__SHORT EXERCISE__. Transcribe the lines below word for word, leaving every character unchanged.

Records taken from a dataset

* * *

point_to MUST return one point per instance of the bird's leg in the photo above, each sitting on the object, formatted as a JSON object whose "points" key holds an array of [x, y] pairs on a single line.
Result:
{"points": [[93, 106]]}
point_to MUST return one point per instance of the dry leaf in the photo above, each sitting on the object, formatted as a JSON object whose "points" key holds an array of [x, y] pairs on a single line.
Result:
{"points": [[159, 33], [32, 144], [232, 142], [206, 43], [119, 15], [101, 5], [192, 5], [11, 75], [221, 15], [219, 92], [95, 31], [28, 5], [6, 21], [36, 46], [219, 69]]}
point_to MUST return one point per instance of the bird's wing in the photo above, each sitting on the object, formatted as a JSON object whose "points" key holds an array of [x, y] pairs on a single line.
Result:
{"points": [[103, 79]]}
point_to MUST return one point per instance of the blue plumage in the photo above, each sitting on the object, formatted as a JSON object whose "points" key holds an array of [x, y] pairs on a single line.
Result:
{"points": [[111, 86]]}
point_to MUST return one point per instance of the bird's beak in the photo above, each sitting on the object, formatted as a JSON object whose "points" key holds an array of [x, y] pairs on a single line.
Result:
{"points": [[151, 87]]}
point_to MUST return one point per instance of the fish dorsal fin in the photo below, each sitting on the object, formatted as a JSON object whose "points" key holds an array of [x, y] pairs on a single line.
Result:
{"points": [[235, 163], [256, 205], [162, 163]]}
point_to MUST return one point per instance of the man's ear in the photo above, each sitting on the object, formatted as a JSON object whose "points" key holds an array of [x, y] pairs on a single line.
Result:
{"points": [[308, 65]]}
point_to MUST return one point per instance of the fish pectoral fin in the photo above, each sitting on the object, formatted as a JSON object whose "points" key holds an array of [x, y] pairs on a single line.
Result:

* * *

__EXPECTED ANSWER__.
point_to MUST return one point per instance of the bird's leg in the photo above, each sitting on the object, formatted as a JSON object whose "points" key holds an array of [x, y] pairs on a single line.
Result:
{"points": [[93, 106]]}
point_to MUST return one point per instance of the dry leaf in the photo above, each sitting on the object, formatted as a JSON object whose "points" key holds an array of [x, y] pairs on a single line.
Result:
{"points": [[159, 33], [32, 144], [232, 142], [206, 43], [119, 15], [101, 5], [192, 5], [11, 75], [221, 15], [219, 92], [95, 31], [28, 5], [6, 21], [36, 46], [219, 69]]}
point_to MUST return one point per instance of the bird's wing in the photo above, each sitting on the object, formatted as a JSON object whose "points" key holds an array of [x, y] pairs on a single line.
Result:
{"points": [[103, 79]]}
point_to MUST return one point per instance of the blue plumage in the photo above, each sitting on the object, formatted as a JSON object whose "points" key holds an array of [x, y] pairs on a single line.
Result:
{"points": [[111, 86]]}
point_to MUST return one point per instance of the bird's beak in the photo above, each sitting on the object, formatted as a JSON object whose "points" key holds an array of [x, y] pairs on a single line.
Result:
{"points": [[151, 87]]}
point_to MUST return one point per instance of the fish dorsal fin in the photo below, each sitting on the object, formatted as a JSON object whose "points" key holds an array of [x, y] pairs on a single line.
Result:
{"points": [[235, 163], [256, 205], [162, 163]]}
point_to MUST return one point per instance of the man's ear in the photo above, each sitting on the object, formatted as a JSON object whose "points" key holds an array of [x, y] pairs on a single line.
Result:
{"points": [[308, 65]]}
point_to MUST return one point per instance of the fish pectoral fin in the photo above, each sitting on the object, formatted as a JSON object whose "points" key holds an array of [x, y] pairs on a single line.
Result:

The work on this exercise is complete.